## PASSAGE SHOWN
-- start --

In the 1961 text titled Psychology: The Briefer Course, William James, (an eminent theorist and one of the founders of modern psychology), writes a series of essays on habits, consciousness, the self, attention, association, memory, sense of time, and several more topics. The book, a compilation of James’ (1842—1910) writings, was one of the foundation texts for advanced introduction to the history and systems of psychology during my undergraduate education.

P00360I found myself re-reading Chapter 14, on Consciousness and Movement—particularly the ideas that our thought patterns are influenced by our ability to move, or moreover, the fact that we are first and foremost mobile creatures—implies that consciousness itself is a motor activity. It’s been a while since I’ve dusted off my psychology textbooks, but I found myself up at night re-reading texts and trying to figure out what the relationship between movement and thinking implied.

-- end --

## WRITTEN PROBLEM 1
In the passage about William James, which chapter did the writer find themselves re-reading?

Items from a data source
-- start --

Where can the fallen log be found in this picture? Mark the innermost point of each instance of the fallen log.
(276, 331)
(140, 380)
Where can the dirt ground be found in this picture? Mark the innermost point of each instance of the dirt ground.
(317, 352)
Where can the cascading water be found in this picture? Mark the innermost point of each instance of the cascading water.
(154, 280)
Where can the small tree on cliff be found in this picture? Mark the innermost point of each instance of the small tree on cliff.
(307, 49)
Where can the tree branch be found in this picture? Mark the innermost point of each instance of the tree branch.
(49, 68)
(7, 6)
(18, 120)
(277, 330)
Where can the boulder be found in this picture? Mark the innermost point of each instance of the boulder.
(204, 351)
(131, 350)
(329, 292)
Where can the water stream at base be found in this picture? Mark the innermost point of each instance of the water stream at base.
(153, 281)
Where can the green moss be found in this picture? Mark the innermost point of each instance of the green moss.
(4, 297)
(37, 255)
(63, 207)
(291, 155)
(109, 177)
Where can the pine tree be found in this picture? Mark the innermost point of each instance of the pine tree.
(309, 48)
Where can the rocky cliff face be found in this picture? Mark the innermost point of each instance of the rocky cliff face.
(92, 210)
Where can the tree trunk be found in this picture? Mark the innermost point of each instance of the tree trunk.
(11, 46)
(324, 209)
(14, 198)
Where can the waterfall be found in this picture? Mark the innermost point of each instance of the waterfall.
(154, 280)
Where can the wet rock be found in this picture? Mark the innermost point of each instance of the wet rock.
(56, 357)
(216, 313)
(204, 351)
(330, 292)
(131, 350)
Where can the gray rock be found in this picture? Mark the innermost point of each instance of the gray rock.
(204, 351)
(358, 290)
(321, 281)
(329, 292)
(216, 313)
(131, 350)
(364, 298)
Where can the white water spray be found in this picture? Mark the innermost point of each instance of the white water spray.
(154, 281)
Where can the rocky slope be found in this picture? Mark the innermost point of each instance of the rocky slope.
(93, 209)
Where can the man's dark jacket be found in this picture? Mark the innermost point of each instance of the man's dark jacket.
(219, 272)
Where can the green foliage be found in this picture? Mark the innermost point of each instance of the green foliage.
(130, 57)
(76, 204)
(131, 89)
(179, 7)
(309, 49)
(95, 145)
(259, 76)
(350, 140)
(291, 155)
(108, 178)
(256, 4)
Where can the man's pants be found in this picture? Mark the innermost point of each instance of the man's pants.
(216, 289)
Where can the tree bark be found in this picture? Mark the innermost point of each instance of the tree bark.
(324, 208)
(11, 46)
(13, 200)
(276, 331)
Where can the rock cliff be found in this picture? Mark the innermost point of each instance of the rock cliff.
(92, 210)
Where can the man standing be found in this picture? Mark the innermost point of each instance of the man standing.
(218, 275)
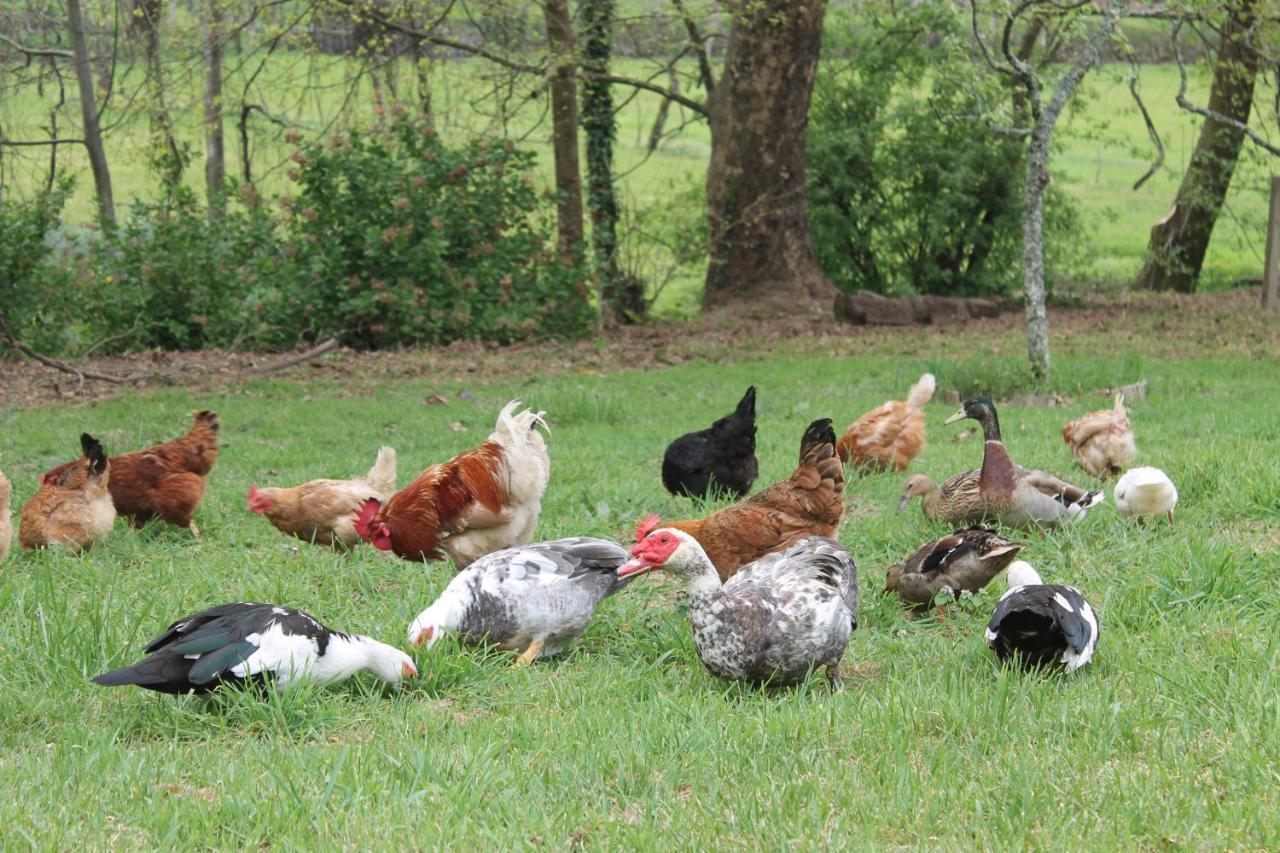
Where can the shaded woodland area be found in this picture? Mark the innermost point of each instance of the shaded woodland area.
(373, 170)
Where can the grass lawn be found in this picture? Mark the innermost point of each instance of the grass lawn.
(1169, 739)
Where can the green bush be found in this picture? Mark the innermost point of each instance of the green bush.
(42, 295)
(181, 282)
(905, 194)
(396, 238)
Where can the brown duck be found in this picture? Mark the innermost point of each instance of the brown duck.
(1014, 495)
(964, 560)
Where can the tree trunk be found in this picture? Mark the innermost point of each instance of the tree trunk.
(88, 115)
(1037, 182)
(624, 297)
(758, 224)
(563, 87)
(1179, 241)
(215, 151)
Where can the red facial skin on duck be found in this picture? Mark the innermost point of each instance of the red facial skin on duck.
(649, 553)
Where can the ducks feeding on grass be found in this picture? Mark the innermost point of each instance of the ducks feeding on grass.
(1042, 624)
(967, 560)
(246, 642)
(1014, 495)
(1146, 492)
(773, 621)
(533, 600)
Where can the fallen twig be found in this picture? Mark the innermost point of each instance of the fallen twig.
(314, 352)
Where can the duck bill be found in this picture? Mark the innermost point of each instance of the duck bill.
(632, 568)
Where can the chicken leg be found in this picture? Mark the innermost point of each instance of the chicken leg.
(530, 653)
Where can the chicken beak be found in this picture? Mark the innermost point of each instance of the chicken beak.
(631, 568)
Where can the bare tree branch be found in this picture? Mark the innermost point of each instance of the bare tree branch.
(699, 44)
(1151, 126)
(1207, 113)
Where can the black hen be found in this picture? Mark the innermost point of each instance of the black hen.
(716, 461)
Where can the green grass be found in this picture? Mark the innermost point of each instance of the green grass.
(1104, 149)
(1166, 740)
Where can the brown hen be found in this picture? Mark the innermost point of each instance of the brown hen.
(891, 434)
(72, 509)
(167, 480)
(808, 503)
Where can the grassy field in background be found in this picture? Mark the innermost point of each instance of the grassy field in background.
(1104, 149)
(1166, 740)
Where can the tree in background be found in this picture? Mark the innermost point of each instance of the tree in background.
(758, 222)
(1179, 241)
(622, 296)
(563, 89)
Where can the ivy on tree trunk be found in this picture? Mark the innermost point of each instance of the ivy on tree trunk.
(1179, 241)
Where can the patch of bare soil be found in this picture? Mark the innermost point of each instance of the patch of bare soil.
(1161, 325)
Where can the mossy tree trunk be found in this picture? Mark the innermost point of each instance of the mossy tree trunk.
(759, 241)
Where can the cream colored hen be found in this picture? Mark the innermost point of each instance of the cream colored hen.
(891, 434)
(1102, 441)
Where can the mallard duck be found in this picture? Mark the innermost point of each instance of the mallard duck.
(247, 642)
(1102, 441)
(1014, 495)
(958, 501)
(1144, 492)
(964, 560)
(1042, 624)
(773, 621)
(534, 600)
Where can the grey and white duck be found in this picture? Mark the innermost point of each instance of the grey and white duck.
(533, 600)
(776, 619)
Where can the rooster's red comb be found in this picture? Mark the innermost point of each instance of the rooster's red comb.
(645, 525)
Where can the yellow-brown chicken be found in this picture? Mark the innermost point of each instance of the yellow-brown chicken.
(167, 480)
(324, 511)
(808, 503)
(888, 436)
(5, 520)
(74, 507)
(1102, 441)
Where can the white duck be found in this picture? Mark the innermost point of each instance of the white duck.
(534, 600)
(1042, 624)
(251, 642)
(1146, 492)
(773, 621)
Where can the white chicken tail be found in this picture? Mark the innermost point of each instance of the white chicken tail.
(513, 428)
(920, 392)
(382, 475)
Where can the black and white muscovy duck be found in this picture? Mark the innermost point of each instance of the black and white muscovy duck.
(250, 642)
(533, 600)
(773, 621)
(1042, 624)
(716, 461)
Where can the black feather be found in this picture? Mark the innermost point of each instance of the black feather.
(716, 461)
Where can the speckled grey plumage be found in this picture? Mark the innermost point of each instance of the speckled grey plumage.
(543, 592)
(781, 616)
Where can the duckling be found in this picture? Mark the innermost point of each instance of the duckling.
(958, 501)
(1146, 492)
(1042, 624)
(964, 560)
(1102, 441)
(1014, 495)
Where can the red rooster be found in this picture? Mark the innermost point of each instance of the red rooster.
(478, 502)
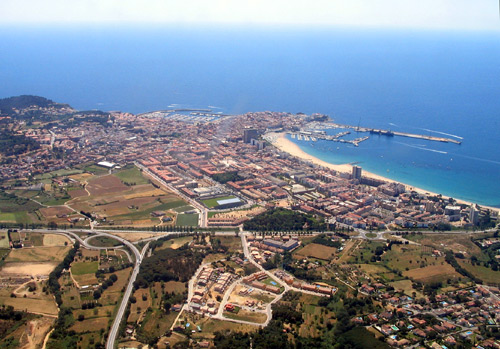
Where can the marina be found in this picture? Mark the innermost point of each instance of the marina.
(317, 128)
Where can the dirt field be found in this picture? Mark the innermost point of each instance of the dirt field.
(246, 315)
(36, 332)
(55, 240)
(138, 309)
(486, 274)
(89, 253)
(105, 185)
(257, 296)
(175, 243)
(133, 237)
(85, 279)
(38, 254)
(32, 269)
(49, 212)
(32, 334)
(373, 269)
(90, 325)
(317, 251)
(457, 243)
(406, 287)
(432, 273)
(38, 306)
(4, 240)
(76, 193)
(173, 286)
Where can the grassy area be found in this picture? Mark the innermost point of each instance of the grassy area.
(486, 274)
(316, 251)
(271, 282)
(4, 240)
(246, 315)
(211, 203)
(187, 220)
(406, 287)
(95, 169)
(59, 173)
(183, 208)
(81, 268)
(103, 241)
(38, 254)
(233, 243)
(175, 243)
(16, 217)
(131, 175)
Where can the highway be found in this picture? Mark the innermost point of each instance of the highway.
(113, 332)
(203, 211)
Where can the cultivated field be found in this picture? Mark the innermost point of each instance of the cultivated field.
(316, 251)
(32, 269)
(38, 254)
(406, 287)
(4, 240)
(486, 274)
(432, 273)
(55, 240)
(246, 315)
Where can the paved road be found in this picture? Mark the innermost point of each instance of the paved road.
(202, 217)
(113, 332)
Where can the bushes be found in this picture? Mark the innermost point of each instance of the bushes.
(281, 219)
(167, 265)
(56, 273)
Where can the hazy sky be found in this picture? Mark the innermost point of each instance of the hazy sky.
(426, 14)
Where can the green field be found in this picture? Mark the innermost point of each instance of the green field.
(95, 169)
(211, 203)
(183, 208)
(103, 241)
(146, 213)
(58, 173)
(81, 268)
(190, 220)
(131, 175)
(486, 274)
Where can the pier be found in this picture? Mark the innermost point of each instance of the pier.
(330, 125)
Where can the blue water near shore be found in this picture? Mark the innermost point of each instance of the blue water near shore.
(434, 83)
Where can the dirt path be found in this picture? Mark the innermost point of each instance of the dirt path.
(47, 339)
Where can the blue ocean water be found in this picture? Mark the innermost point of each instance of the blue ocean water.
(433, 83)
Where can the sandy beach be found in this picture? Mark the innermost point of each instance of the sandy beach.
(280, 141)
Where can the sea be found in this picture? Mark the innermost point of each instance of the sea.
(437, 83)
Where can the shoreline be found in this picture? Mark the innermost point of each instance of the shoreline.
(281, 142)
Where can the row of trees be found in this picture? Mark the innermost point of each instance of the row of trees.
(168, 265)
(54, 276)
(280, 219)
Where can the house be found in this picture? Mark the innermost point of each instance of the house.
(420, 333)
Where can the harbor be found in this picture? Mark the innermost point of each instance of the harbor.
(316, 130)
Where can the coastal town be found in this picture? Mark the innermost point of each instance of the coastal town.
(217, 224)
(186, 156)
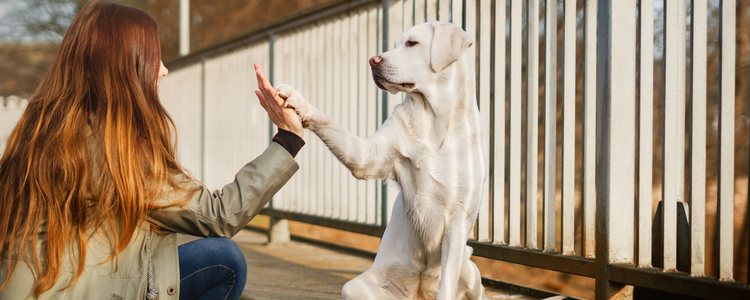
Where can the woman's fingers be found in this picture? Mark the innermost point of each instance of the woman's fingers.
(261, 99)
(265, 86)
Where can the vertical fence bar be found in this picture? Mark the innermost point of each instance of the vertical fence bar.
(456, 14)
(532, 122)
(483, 42)
(726, 141)
(550, 124)
(203, 122)
(498, 199)
(569, 125)
(615, 140)
(589, 129)
(698, 139)
(514, 218)
(384, 113)
(361, 98)
(443, 10)
(645, 134)
(674, 127)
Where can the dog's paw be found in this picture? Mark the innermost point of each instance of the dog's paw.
(295, 99)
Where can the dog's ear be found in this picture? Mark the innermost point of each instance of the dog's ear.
(448, 42)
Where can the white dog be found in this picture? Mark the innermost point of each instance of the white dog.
(431, 146)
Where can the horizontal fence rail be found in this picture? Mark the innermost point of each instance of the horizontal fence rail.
(598, 119)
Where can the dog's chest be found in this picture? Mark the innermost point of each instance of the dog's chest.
(450, 168)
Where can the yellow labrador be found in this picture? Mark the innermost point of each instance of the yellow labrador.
(431, 146)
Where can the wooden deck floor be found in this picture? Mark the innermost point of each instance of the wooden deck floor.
(297, 270)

-- end --

## WRITTEN PROBLEM 2
In the listing, start at the line containing "Where can the dog's ear" and go through the end of the listing. Write those lines out again, replacing "innermost" with "central" and leaving everything else as it is.

## FINISHED ANSWER 1
Chapter 14, on Consciousness and Movement.

## FINISHED ANSWER 2
Where can the dog's ear be found in this picture? Mark the central point of each instance of the dog's ear.
(448, 42)
Where can the white dog be found in this picture? Mark the central point of each instance of the white dog.
(431, 146)
Where can the horizontal fence rail be found in this picture? Mark the central point of each instance of the horizontal fence rail.
(598, 119)
Where can the dog's chest be found in this picture? Mark the central point of each instance of the dog's chest.
(450, 168)
Where can the yellow labrador be found in this picture? Mark the central point of each instance of the yellow labrador.
(431, 146)
Where can the wooden deck floor be found in this picture? Mark the central point of each instance of the wooden deck floor.
(297, 270)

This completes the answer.